**SHORT TASK A:**
Pick out every line of the listing that contains the string "background", and copy each one. Case counts.
★ ★ ★
Dreamy electronic pop from Binary Marketing Show, Tani Diakite at Eken Park Fest, the brutally honest comedy of Sam Jay, and more events of note in Madison this week.
Sponsor message: The weekly Tone Madison calendar is made possible with support from Union Cab of Madison, a worker-owned cooperative providing safe and professional taxi services.
THURSDAY AUGUST 16
Sam Jay. Comedy Club on State, Through August 18
On her 2018 album Donna’s Daughter, Boston-raised comedian and Saturday Night Live writer Sam Jay puts a lot of vulnerability into her stand-up, but not through sheepishness or making herself the butt of every joke. Lots of comedians are self-deprecating, but this is something different. The bits here, interspersed with musical interludes and candid interviews, use scorched-earth honesty to unpack the twists and turns of being a black lesbian in America. A comic has to thread a pretty fine needle to get good material out of a marriage-ending fight that turned violent, but Jay does it by exploring how her ex and the cops interpreted all the scrambled social cues involved in the event (“I may be a wife with dick-holes in my underwear, but a wife still the same, and you hit me, bitch”). Throughout it all, Jay comes is cool and unfazed, comfortably slinging darkly funny truths even when they come from her own raw experience. Elsewhere, Jay holds up carpooling with Uber Pool as an example of the subtle class structures built into technology (“fuck—this is a little bus!”) and explains why she thinks white people are aliens. However outlandish or familiar the subject may be, Jay makes her slyly inventive commentary sound conversational and effortless. —Scott Gordon
FRIDAY AUGUST 17
Case-fitter. Arts + Literature Laboratory, 8 p.m.
★ ★ ★
**SHORT TASK B:**
Name every performer or act mentioned in the Madison events calendar above.
★ ★ ★
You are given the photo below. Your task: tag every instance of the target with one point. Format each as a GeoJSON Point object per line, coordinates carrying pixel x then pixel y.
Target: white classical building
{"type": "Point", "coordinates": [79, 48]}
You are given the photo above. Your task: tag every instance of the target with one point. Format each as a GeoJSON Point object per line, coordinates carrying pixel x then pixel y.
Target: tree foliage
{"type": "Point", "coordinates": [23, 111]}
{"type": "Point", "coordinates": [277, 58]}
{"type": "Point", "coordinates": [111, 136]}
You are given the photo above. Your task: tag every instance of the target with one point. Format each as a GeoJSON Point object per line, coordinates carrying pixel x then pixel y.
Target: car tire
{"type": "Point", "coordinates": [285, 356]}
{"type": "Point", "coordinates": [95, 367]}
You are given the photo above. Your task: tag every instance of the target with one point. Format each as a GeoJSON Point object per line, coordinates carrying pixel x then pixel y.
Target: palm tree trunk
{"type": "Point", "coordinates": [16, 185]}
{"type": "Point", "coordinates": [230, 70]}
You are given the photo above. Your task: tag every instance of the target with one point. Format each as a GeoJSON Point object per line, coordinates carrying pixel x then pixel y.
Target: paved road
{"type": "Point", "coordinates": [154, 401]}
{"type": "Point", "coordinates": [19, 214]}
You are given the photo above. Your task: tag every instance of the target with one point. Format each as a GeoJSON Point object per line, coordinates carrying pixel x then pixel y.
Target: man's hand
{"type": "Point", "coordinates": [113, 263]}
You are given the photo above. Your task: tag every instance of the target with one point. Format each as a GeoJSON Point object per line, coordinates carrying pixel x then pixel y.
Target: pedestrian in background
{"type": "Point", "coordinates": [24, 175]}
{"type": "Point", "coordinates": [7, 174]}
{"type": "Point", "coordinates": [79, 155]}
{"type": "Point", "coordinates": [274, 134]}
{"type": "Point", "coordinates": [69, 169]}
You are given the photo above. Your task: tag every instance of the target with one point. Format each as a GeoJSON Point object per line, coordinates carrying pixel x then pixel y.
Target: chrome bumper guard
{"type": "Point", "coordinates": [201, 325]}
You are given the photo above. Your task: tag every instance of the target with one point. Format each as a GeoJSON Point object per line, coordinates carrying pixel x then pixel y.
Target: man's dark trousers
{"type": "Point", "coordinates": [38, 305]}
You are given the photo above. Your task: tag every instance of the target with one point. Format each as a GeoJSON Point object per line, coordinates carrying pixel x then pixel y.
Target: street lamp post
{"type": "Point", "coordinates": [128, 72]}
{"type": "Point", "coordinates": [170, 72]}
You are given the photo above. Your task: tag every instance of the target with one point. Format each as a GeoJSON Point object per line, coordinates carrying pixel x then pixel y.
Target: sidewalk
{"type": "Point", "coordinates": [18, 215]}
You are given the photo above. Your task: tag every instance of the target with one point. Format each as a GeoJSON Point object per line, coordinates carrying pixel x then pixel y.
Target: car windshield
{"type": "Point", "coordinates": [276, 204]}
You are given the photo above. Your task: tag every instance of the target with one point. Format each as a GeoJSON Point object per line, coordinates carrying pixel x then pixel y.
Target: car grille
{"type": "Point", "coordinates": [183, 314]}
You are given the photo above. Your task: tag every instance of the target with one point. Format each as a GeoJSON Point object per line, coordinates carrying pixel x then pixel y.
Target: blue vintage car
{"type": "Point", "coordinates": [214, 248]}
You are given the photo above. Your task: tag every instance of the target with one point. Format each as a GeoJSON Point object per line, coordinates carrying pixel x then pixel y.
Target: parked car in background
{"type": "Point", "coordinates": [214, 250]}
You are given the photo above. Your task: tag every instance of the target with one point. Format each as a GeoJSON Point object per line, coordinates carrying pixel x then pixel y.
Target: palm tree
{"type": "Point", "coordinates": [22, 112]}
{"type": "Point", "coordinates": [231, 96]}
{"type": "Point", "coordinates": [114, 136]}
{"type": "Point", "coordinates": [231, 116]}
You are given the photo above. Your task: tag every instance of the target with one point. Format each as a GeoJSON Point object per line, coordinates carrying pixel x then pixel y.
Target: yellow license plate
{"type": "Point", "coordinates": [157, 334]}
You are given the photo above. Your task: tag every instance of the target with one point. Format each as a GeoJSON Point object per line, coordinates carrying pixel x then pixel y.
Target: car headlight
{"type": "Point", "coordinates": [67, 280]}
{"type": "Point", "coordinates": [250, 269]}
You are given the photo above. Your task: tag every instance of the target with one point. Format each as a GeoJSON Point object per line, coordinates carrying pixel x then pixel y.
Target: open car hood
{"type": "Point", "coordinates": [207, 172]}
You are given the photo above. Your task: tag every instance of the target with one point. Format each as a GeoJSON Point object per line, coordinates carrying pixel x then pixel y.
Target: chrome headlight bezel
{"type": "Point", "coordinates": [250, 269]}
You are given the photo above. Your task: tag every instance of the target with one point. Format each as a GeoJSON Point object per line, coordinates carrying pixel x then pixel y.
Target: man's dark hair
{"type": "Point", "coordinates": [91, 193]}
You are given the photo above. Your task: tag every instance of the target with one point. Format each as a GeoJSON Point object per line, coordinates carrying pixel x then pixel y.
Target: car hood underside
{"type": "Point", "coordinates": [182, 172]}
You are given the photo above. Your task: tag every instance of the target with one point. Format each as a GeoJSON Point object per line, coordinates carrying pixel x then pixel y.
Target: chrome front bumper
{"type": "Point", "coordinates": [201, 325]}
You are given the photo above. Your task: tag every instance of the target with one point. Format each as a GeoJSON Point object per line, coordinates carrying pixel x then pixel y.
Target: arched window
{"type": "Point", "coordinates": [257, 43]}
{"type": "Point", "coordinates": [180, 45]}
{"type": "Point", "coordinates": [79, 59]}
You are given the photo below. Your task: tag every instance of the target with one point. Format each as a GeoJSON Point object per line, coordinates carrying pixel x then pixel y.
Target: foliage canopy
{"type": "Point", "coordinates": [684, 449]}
★ ★ ★
**TASK RESPONSE A:**
Target: pedestrian in background
Target: parked car in background

**TASK RESPONSE B:**
Binary Marketing Show, Tani Diakite, Sam Jay, Case-fitter